26 de septiembre de 2016

El problema no es el paper

Hace unos tres años apareció en la Revista Chilena de Literatura un trabajo del filósofo José Santos Herceg titulado La tiranía del paper donde, con la claridad y calidad expositivas que le conocemos, hizo una profunda defensa de las amplias y tradicionales maneras de expresión discursiva (por sobre todo escritas) que han practicado las Humanidades. Como lo sabrán quienes hayan leído el texto de Santos, su artículo tuvo por propósito no solo reivindicar y revalorar la riqueza del decir y “saber” humanístico mundial y latinoamericano, sino, a la vez, interceder para que su práctica no siga (como ha ocurrido) estando en desmedro de la creciente omnipresencia de la modalidad escritural paper, a su juicio, instrumento principal de la logofobia (Foucault) que desde hace un tiempo más bien reciente ha venido imponiendo el poder moderno a fin de controlar y morigerar la peligrosidad de la palabra abundante y libremente dicha.

Estando de acuerdo con la preocupación del autor aludido, es posible que él coincida con el hecho de que la forma paper de escritura científica no es en sí el problema que deberíamos criticar, sino la manera cómo tal formato se ha impuesto como dispositivo casi único por obra y gracia de las instituciones que así lo han querido. En su escrito, Santos reconoce este asunto, al mencionar a las universidades y a CONICYT – FONDECYT como las entidades que han adoptado y exigido a sus demandantes formar filas tras la disciplina paper como factor nada despreciable para obtener financiamiento a sus proyectos o solicitudes de becas. Ahondemos un poco más sobre estos dos aspectos.

**Información mostrada:**
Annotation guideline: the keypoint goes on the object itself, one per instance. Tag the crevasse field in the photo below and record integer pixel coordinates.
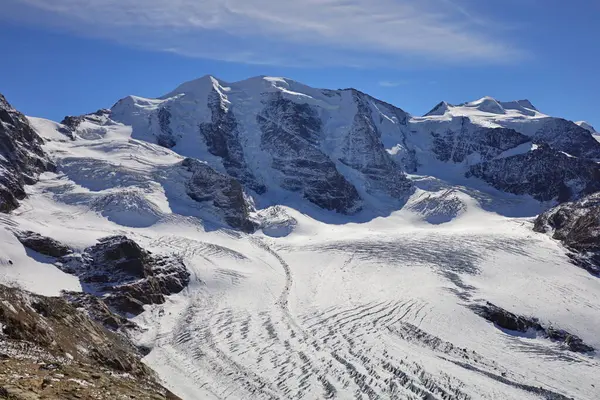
(328, 307)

**Instrucciones y requisitos:**
Prosigue el artículo sobre el formato paper en las Humanidades a partir del punto en que se detiene. Los datos no hacen falta aquí.

**Resultado:**
Que el paper no sea, de acuerdo a mi visión, el malo de la película, implica valorarlo en lo que le corresponde y aporta. En primer lugar, no es cierto que el paper en nuestro medio sea un producto breve ni efímero, según algunas de las características que le atribuye Santos. Desde luego, en América Latina los artículos en Humanidades son, en general, de no baja extensión (10 páginas como mínimo; si los hay más breve no es porque los editores así lo instruyen). Por su lado, lo de efímero bien puede deberse a la propia calidad del texto, en tanto que su perdurabilidad toca más a asuntos de mala gestión de la información que hacen autores, revistas e instituciones, que a designios inscritos en la forma paper.

Otros reparos que debemos hacer a lo expuesto por Santos es que el inglés no es la lengua preferente de las humanidades en la región; al contrario, es el castellano, y nada indica que esto vaya a cambiar más adelante. Esto es fácil de corroborar al mirar las bases de textos de las principales plataformas de la edición científica Iberoamericanas: RedALyC, Dialnet, SciELO, entre otros recursos. La expresión de que el español no es idioma de paper solo puede tener validez en caso que se esté buscando publicar en revistas anglosajonas o de otros idiomas, asunto que no es tal ni podría serlo.

Por su parte, que el problema de la autoría del paper sea manifestación de la exclusión y del “ruido” condenatorio a que nos someterían las multinacionales de la investigación y del paper, es una posición que, como diría Bobbio, acierta en lo que dice, pero falla en lo que niega. Obviamente, tratándose de una modalidad específica, requiere de quien lo asuma el cumplimiento del “rito” de las normas y procedimientos establecidos. Por lo demás, si por ocasión resultara que no el paper, sino el ensayo o la alegoría u otras modalidades de enunciación, fueran las construcciones discursivas aceptadas por la ciencia oficial, ¿acaso no se establecería para ellas un cierto canon sobre lo que es y no es ensayo o alegoría? Que algunos no quieran o no sepan redactar papers (o no quieran que sus revistas los propicien) está muy bien; pero ello no implica que la forma sea la mala o que, por no practicarla, se nos envíe a la negación en cuanto “otro”.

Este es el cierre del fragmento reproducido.